▶ **Source text**
"What we'll be able to show come late September is the top five
to 10 cities predicted to be the hardest hit," she said. Consumers
will also be able to enter their Zip Codes at the site to get
regional cold and flu forecasts that the company hopes will go,
well, viral, as people share them with friends.
The effort also includes a "Kleenex Checkpoints" traveling
promotion that starts Sept. 25 in Chicago -- a city that last year
was one of the hardest hit by the most severe U.S. cold-and-flu
seasons in a decade. After that, Kleenex will largely go where the
algorithm moves it, rolling promotion and publicity efforts into
towns at highest risk for cold and flu outbreaks.
The idea is to get consumers to stock up on Kleenex before they
get sick, rather than buy supplies when they already feel bad.
That's reinforced by a TV campaign breaking Sept. 16 from JWT, New York, showing the shame of people
who've been forced into unfortunate alternatives when they didn't
have Kleenex, such as sneezing into their hands and then wiping
them on the family dog.

▶ **Tasks to carry out**
**A)** Decide whether each statement below agrees with the Kleenex cold-and-flu text. Answer yes or no for each and quote the deciding words. (i) The "Kleenex Checkpoints" traveling promotion begins in Chicago on Sept. 25. (ii) The TV campaign comes from an agency based in Chicago. (iii) The aim is for consumers to buy Kleenex once they already feel sick.
**B)** Write the next few sentences of the Kleenex cold-and-flu text, picking up after its final sentence.

▶ **Source data**
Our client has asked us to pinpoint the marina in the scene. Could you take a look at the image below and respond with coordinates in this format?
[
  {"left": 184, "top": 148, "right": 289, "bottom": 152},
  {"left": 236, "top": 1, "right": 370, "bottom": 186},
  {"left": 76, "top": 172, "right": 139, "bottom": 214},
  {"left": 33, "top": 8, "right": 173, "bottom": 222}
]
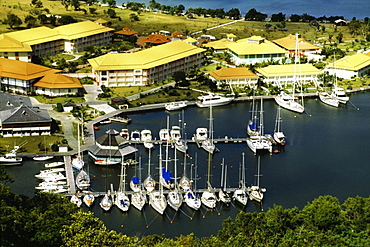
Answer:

...

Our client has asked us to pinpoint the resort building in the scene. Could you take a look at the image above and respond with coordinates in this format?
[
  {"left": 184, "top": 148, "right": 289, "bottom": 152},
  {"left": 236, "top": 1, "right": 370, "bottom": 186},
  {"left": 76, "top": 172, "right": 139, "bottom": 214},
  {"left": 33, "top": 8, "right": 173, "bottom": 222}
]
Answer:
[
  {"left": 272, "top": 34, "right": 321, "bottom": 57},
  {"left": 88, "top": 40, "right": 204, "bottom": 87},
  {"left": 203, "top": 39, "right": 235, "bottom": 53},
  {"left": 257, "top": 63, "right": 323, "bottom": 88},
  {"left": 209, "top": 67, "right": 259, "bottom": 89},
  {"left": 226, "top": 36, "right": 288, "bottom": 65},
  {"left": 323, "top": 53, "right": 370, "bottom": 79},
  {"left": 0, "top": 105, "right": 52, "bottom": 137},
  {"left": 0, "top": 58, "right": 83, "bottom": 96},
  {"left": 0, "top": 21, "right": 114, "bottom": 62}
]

▶ **Responses for each task**
**A)**
(i) Yes: "starts Sept. 25 in Chicago"
(ii) No: "breaking Sept. 16 from JWT, New York"
(iii) No: "to get consumers to stock up on Kleenex before they get sick, rather than buy supplies when they already feel bad"

**B)**
Those cases are wrapped around a standard blue-fluid demo
showing an improved Kleenex tissue absorbing better than "the
leading competitor," which would be Procter & Gamble Co.'s
Puffs. Kleenex leads the $1.6 billion facial-tissue category with a
46.8% share, up 0.5 points on sales up 2% for the 52 weeks ended
Aug. 31, according to Nielsen data from Deutsche
Bank.
While the TV buy won't be guided by the predictive model,
Kleenex will place geo-targeted digital ads based on Achoo
predictions, Ms. Elledge said.
JWT's WPP siblings Mindshare, Geometry Global and Studiocom are handling media, shopper
marketing and digital, respectively. Omnicom's Ketchum is fielding public relations
and handling the traveling promotion.